START Material

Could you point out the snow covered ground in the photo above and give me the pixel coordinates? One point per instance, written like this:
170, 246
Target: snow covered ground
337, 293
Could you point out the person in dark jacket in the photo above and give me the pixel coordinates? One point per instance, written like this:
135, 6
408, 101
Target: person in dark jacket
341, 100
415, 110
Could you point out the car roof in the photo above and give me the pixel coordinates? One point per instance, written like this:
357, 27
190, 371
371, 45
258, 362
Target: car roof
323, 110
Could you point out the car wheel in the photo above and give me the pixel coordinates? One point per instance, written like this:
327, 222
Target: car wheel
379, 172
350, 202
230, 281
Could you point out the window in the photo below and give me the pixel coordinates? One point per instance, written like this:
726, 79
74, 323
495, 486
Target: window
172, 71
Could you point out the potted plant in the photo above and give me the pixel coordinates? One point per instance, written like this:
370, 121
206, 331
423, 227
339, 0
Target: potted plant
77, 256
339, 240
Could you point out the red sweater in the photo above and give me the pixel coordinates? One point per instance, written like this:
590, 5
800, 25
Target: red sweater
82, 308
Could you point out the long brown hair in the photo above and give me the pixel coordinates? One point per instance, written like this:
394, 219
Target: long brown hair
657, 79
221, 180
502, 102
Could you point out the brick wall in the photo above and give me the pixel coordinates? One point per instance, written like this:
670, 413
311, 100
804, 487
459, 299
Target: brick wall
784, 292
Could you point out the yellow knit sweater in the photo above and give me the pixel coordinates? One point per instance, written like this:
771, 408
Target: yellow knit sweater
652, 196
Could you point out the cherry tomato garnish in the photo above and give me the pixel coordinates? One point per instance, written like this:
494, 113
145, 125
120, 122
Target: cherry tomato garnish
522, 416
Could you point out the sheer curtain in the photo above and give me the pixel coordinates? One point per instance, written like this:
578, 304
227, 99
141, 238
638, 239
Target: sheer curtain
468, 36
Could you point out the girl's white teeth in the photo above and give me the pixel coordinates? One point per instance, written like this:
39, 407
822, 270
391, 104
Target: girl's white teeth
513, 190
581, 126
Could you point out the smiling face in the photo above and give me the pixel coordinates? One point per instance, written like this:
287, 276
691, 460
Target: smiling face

END Material

Could you render every line of the records above as a Markdown table with two columns, Row for the row number and Line for the line, leaving out any blank lines?

Finished task:
| Row | Line |
|---|---|
| 1 | Could you point out the snow covered ground in the photo above and give me the pixel coordinates? One point per instance, written like this: |
| 2 | 170, 246 |
| 3 | Target: snow covered ground |
| 4 | 337, 293 |
| 5 | Could you point out the person in dark jacket in the photo above and give me the pixel coordinates? One point per instance, written like this: |
| 6 | 135, 6 |
| 7 | 408, 101 |
| 8 | Target: person in dark jacket |
| 9 | 341, 100 |
| 10 | 415, 110 |
| 11 | Could you point out the car roof in the photo above and give me the pixel coordinates? One point per instance, written like this: |
| 12 | 357, 27 |
| 13 | 190, 371 |
| 14 | 371, 45 |
| 15 | 258, 362 |
| 16 | Target: car roof |
| 17 | 323, 110 |
| 18 | Could you point out the car wheel in the photo above and give me the pixel coordinates? One point per instance, written like this: |
| 19 | 327, 222 |
| 20 | Target: car wheel |
| 21 | 379, 172 |
| 22 | 350, 202 |
| 23 | 230, 281 |
| 24 | Could you point out the window in the photo below and give me the pixel coordinates? One point per instance, written like this: |
| 25 | 726, 79 |
| 26 | 74, 323 |
| 27 | 495, 486 |
| 28 | Target: window |
| 29 | 172, 71 |
| 30 | Could you point out the potted plant in the photo above and give me the pixel coordinates? One point per instance, written like this: |
| 31 | 370, 121 |
| 32 | 206, 331 |
| 33 | 423, 227 |
| 34 | 339, 0 |
| 35 | Target: potted plant |
| 36 | 77, 256 |
| 37 | 339, 240 |
| 38 | Could you point out the red sweater in the photo above and give me the pixel coordinates? One point per instance, written like this: |
| 39 | 590, 5 |
| 40 | 800, 25 |
| 41 | Target: red sweater |
| 42 | 82, 308 |
| 43 | Could you point out the long brown hair in the photo above and give me the pixel coordinates? One point per instance, written like this: |
| 44 | 394, 219 |
| 45 | Target: long brown hair |
| 46 | 657, 79 |
| 47 | 221, 180 |
| 48 | 502, 102 |
| 49 | Could you point out the brick wall in the photo above and give me the pixel coordinates? One point per instance, written like this: |
| 50 | 670, 413 |
| 51 | 311, 100 |
| 52 | 804, 487 |
| 53 | 459, 299 |
| 54 | Target: brick wall |
| 55 | 784, 292 |
| 56 | Could you point out the yellow knit sweater in the photo above and give me the pixel coordinates? One point per instance, written like this: |
| 57 | 771, 408 |
| 58 | Target: yellow knit sweater |
| 59 | 652, 196 |
| 60 | Could you point out the cherry tomato garnish in the photo above and give me the pixel coordinates? One point per instance, written like this: |
| 61 | 494, 113 |
| 62 | 145, 125 |
| 63 | 120, 122 |
| 64 | Target: cherry tomato garnish |
| 65 | 522, 416 |
| 66 | Could you point out the sheer curtain in the photo above and give me the pixel coordinates? One point per instance, written like this: |
| 67 | 578, 304 |
| 68 | 227, 99 |
| 69 | 141, 238 |
| 70 | 638, 239 |
| 71 | Target: sheer curtain |
| 72 | 468, 36 |
| 73 | Could you point out the girl's white teeth in the photo above and give me the pixel coordinates? One point per instance, written like this: |
| 74 | 39, 407 |
| 75 | 822, 270 |
| 76 | 391, 104 |
| 77 | Target: girl's white teeth |
| 78 | 513, 190 |
| 79 | 581, 126 |
| 80 | Could you point out the smiling face in the photo above and give me the pixel coordinates? One point per instance, written like this: |
| 81 | 287, 276 |
| 82 | 691, 460 |
| 83 | Target: smiling face |